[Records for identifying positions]

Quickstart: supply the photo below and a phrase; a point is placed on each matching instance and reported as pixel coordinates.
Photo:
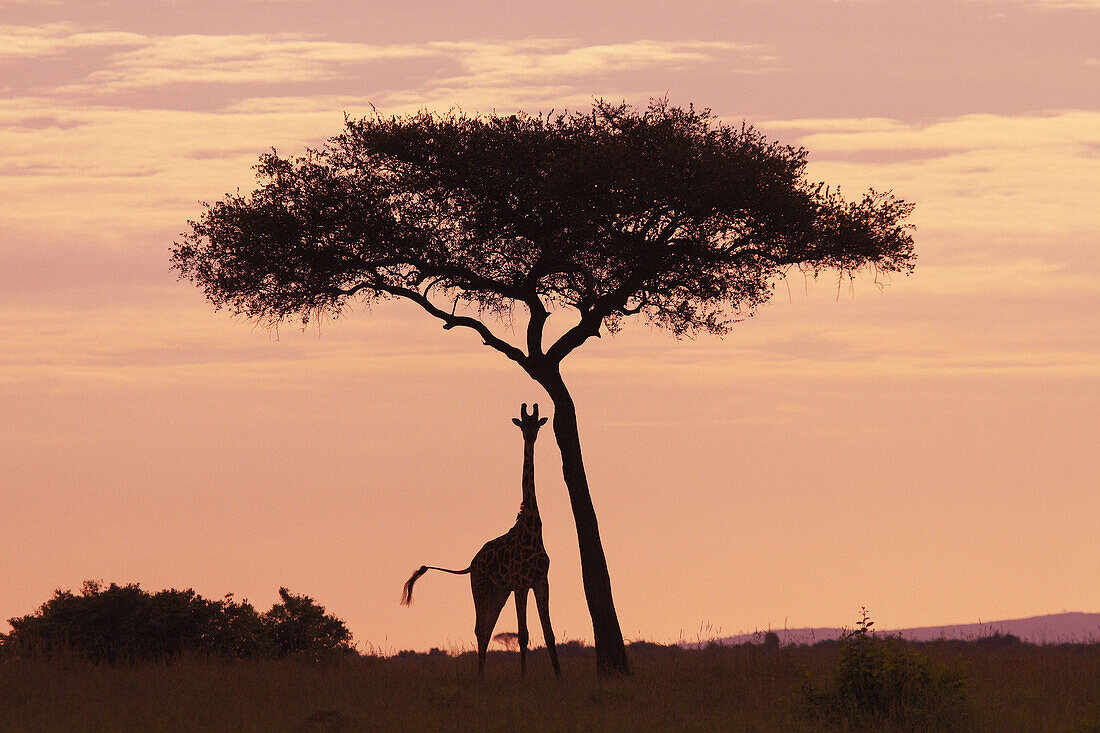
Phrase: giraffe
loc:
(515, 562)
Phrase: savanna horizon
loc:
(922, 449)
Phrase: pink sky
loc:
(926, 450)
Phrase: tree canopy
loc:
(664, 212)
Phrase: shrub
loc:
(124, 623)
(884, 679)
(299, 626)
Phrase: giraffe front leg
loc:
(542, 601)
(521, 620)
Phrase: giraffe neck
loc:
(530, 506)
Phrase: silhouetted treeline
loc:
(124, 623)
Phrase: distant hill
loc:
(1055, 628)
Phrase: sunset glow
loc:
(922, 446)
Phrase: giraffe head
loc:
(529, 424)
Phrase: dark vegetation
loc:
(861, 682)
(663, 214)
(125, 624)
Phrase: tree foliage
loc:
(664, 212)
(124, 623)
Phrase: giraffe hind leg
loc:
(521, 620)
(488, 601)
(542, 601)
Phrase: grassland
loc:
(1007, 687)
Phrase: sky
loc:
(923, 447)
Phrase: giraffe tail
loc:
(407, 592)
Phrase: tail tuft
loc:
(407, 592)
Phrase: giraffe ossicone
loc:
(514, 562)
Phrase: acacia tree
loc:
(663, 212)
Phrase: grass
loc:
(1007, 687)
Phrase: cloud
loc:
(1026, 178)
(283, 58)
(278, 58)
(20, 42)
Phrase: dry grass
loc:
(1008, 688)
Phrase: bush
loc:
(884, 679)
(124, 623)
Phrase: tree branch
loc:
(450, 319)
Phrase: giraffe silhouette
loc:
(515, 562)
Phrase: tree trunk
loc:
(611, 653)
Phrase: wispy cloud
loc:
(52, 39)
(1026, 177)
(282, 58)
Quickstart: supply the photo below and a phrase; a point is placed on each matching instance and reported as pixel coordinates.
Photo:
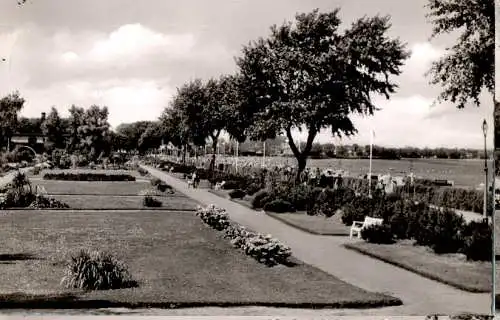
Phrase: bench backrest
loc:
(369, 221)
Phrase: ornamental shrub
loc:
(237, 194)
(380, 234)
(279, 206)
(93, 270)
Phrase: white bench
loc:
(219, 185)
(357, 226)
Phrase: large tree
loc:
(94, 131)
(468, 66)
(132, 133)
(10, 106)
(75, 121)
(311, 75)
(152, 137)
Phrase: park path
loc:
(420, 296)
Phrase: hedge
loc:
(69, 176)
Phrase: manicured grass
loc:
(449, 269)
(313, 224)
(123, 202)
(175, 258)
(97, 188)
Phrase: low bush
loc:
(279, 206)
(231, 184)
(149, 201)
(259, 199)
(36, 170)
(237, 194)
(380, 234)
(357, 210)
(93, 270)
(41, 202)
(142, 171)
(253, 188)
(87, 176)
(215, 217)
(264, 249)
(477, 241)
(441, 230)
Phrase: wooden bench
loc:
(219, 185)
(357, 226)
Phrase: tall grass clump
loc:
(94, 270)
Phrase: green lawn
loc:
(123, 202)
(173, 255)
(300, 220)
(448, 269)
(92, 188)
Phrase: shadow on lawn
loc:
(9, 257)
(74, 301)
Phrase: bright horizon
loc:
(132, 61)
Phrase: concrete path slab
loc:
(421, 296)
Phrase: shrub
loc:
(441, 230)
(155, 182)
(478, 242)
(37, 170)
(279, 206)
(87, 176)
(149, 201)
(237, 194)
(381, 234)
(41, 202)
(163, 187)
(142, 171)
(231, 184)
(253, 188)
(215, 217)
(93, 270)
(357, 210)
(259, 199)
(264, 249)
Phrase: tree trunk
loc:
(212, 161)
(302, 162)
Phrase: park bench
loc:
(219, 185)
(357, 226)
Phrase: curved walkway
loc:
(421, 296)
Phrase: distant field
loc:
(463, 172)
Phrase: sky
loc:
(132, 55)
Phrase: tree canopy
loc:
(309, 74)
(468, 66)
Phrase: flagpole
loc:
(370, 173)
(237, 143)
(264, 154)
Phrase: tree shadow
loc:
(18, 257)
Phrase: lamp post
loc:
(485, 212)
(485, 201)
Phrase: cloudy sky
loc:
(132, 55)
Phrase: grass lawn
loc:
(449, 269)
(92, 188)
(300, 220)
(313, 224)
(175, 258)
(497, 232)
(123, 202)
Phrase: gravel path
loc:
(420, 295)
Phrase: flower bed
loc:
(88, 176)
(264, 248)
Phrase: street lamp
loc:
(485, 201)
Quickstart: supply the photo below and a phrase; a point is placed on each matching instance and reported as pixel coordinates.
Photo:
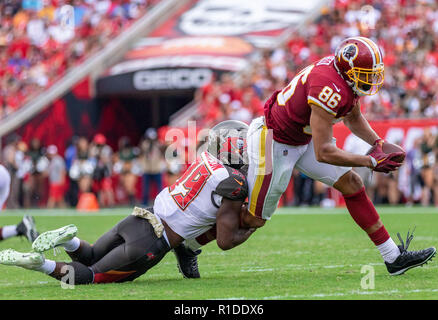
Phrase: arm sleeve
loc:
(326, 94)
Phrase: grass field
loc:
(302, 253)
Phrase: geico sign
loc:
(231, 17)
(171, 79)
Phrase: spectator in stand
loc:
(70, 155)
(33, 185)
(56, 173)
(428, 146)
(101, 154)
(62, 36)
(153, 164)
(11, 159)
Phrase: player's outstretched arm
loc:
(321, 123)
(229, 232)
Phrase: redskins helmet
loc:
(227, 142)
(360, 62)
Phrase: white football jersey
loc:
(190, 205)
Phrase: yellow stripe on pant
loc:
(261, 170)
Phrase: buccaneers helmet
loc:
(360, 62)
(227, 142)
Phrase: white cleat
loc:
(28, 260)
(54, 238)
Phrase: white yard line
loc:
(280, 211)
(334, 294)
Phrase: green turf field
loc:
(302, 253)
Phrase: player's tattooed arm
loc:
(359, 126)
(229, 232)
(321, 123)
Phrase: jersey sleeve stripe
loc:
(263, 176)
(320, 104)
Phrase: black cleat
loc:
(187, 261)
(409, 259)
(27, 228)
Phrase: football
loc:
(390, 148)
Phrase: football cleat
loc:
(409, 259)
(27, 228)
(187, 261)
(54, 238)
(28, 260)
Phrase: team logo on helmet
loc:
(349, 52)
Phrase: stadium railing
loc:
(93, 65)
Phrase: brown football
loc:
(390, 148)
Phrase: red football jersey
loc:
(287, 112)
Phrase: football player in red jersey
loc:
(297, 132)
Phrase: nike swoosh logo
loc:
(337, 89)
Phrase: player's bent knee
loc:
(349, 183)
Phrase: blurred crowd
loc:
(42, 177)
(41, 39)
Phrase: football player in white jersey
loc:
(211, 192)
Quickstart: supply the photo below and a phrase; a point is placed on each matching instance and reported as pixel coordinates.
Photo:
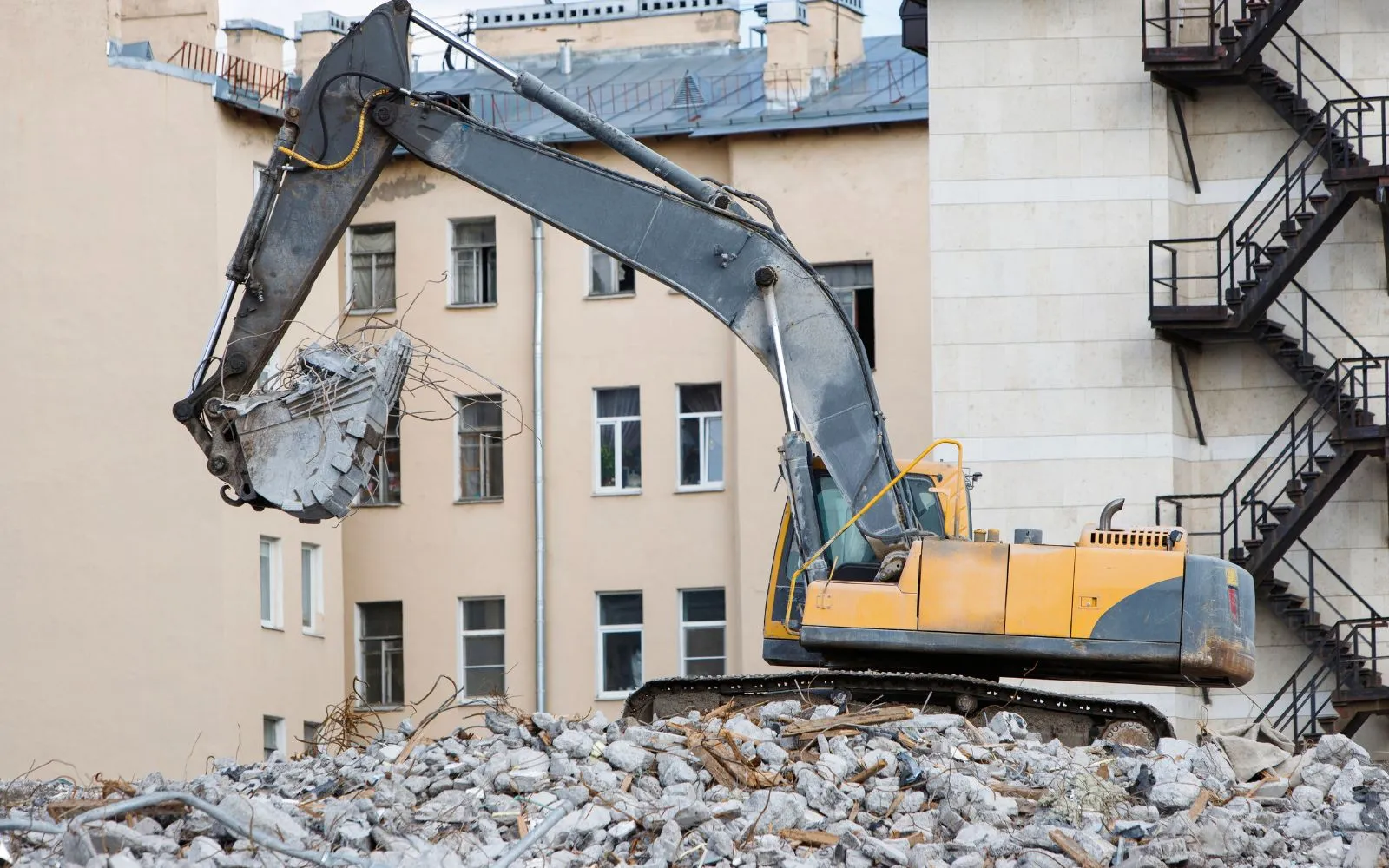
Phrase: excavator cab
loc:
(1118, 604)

## Your objective:
Copy out all of the records above line for line, omitting the pictures.

## Problem solution:
Quickstart: supply the photo below and a phrase; a point is placed on each matching instance and reported as pixel coordinates.
Photo:
Phrase: giraffe
loc:
(515, 562)
Phrase: savanna horizon
loc:
(922, 449)
Phrase: pink sky
loc:
(926, 450)
Phrase: tree canopy
loc:
(664, 212)
Phrase: shrub
loc:
(124, 623)
(884, 679)
(299, 626)
Phrase: giraffe front leg
loc:
(542, 601)
(521, 620)
Phrase: giraffe neck
loc:
(530, 506)
Phrase: silhouetted treeline
loc:
(124, 623)
Phrase: distant hill
loc:
(1055, 628)
Phrase: sunset glow
loc:
(922, 446)
Phrase: giraffe head
loc:
(529, 424)
Phrase: dark vegetation
loc:
(861, 682)
(663, 214)
(125, 624)
Phrase: tree foliage
loc:
(664, 212)
(124, 623)
Phrase: giraffe hind leg
loc:
(521, 620)
(488, 601)
(542, 601)
Phrase: grassland
loc:
(1007, 687)
Phrase: sky
loc:
(923, 447)
Phrase: giraffe tail
loc:
(407, 592)
Phrase: tail tuft
loc:
(407, 592)
Phrase: giraffe ossicone
loc:
(514, 562)
Phrase: acacia tree
loc:
(663, 212)
Phrase: grass
loc:
(1007, 687)
Phrase: cloud
loc:
(1026, 178)
(283, 58)
(278, 58)
(20, 42)
Phrase: dry grass
loc:
(1008, 688)
Phrase: bush
loc:
(884, 679)
(124, 623)
Phrase: tree branch
loc:
(450, 319)
Phrase: giraffe silhouette
loc:
(515, 562)
Phrase: tree trunk
loc:
(611, 653)
Phrase: wispy cloud
loc:
(52, 39)
(1026, 177)
(282, 58)
Quickstart: supply the photo below and a phrase; a point is placed on each matching instance and reported as pixel coordinates.
Photo:
Phrase: bench backrest
loc:
(369, 221)
Phrase: ornamental shrub
loc:
(237, 194)
(380, 234)
(279, 206)
(93, 270)
Phrase: white bench
loc:
(219, 185)
(357, 226)
Phrase: large tree
loc:
(94, 131)
(468, 66)
(132, 133)
(10, 106)
(75, 121)
(311, 75)
(152, 137)
Phrase: park path
loc:
(420, 296)
Phrase: hedge
loc:
(69, 176)
Phrase: manicured grass
loc:
(449, 269)
(313, 224)
(123, 202)
(175, 258)
(97, 188)
Phrase: low bush
loc:
(279, 206)
(231, 184)
(149, 201)
(259, 199)
(36, 170)
(237, 194)
(380, 234)
(357, 210)
(93, 270)
(41, 202)
(142, 171)
(253, 188)
(87, 176)
(215, 217)
(264, 249)
(477, 241)
(441, 230)
Phrase: wooden bench
loc:
(219, 185)
(357, 226)
Phrase: tall grass clump
loc:
(94, 270)
Phrase: green lawn
loc:
(123, 202)
(173, 255)
(300, 220)
(448, 269)
(92, 188)
Phrase: shadow on lawn
loc:
(9, 257)
(74, 301)
Phrase: bright horizon
loc:
(132, 61)
Phrase: concrete path slab
loc:
(421, 296)
Phrase: shrub
loc:
(441, 230)
(155, 182)
(478, 242)
(37, 170)
(279, 206)
(87, 176)
(149, 201)
(237, 194)
(381, 234)
(41, 202)
(163, 187)
(142, 171)
(231, 184)
(253, 188)
(215, 217)
(93, 270)
(357, 210)
(259, 199)
(264, 249)
Phrase: tree trunk
loc:
(212, 161)
(302, 162)
Phrase: park bench
loc:
(219, 185)
(357, 226)
Phrase: curved walkway
loc:
(421, 296)
Phrase: distant field
loc:
(463, 172)
Phrase: sky
loc:
(132, 55)
Phrase: tree canopy
loc:
(309, 74)
(468, 66)
Phrase: flagpole
loc:
(370, 173)
(237, 143)
(264, 154)
Phrase: tree shadow
loc:
(18, 257)
Phrase: lamp post
loc:
(485, 212)
(485, 201)
Phrase: cloudy sky
loc:
(132, 55)
Phrase: grass lawn
loc:
(449, 269)
(92, 188)
(300, 220)
(313, 224)
(175, 258)
(497, 232)
(123, 202)
Phrase: gravel path
loc:
(420, 295)
Phrase: flower bed
loc:
(88, 176)
(264, 248)
Phrase: street lamp
loc:
(485, 201)
Quickstart: supply the photo below and a phrase; a point is placed on each matching instance and reported as pixel coordinates.
Photo:
Phrase: arm sleeve
loc:
(326, 94)
Phrase: grass field
loc:
(302, 253)
Phrase: geico sign
loc:
(231, 17)
(171, 79)
Phrase: spectator in stand
loc:
(70, 155)
(33, 185)
(56, 173)
(428, 146)
(101, 154)
(62, 36)
(153, 164)
(11, 159)
Phrase: player's outstretched arm
loc:
(321, 123)
(229, 232)
Phrase: redskins helmet
loc:
(227, 142)
(360, 62)
Phrase: white football jersey
loc:
(190, 205)
Phrase: yellow stripe on pant
loc:
(261, 170)
Phrase: buccaneers helmet
loc:
(360, 62)
(227, 142)
Phrase: white cleat
loc:
(28, 260)
(54, 238)
Phrase: white yard line
loc:
(280, 211)
(334, 294)
Phrase: green turf field
loc:
(302, 253)
Phrase: player's tattooed arm
loc:
(359, 126)
(229, 232)
(321, 123)
Phrase: jersey sleeve stripe
loc:
(263, 176)
(320, 104)
Phrase: black cleat
loc:
(187, 261)
(409, 259)
(27, 228)
Phrase: football
loc:
(390, 148)
Phrase: football cleat
loc:
(409, 259)
(27, 228)
(187, 261)
(54, 238)
(28, 260)
Phrase: team logo on helmet
loc:
(349, 52)
Phrase: stadium railing
loc:
(93, 65)
Phrase: brown football
loc:
(390, 148)
Phrase: red football jersey
loc:
(287, 112)
Phrase: football player in red jersey
loc:
(297, 132)
Phrase: nike swoosh logo
loc:
(337, 89)
Phrase: player's bent knee
loc:
(349, 183)
Phrase: blurred crowd
loc:
(42, 177)
(41, 39)
Phrase: football player in white jersey
loc:
(211, 192)
Quickstart: supply the photo below and a phrase; a point is placed on each matching instance and reported as pixel coordinates.
Photo:
Phrase: excavator cab
loc:
(1118, 604)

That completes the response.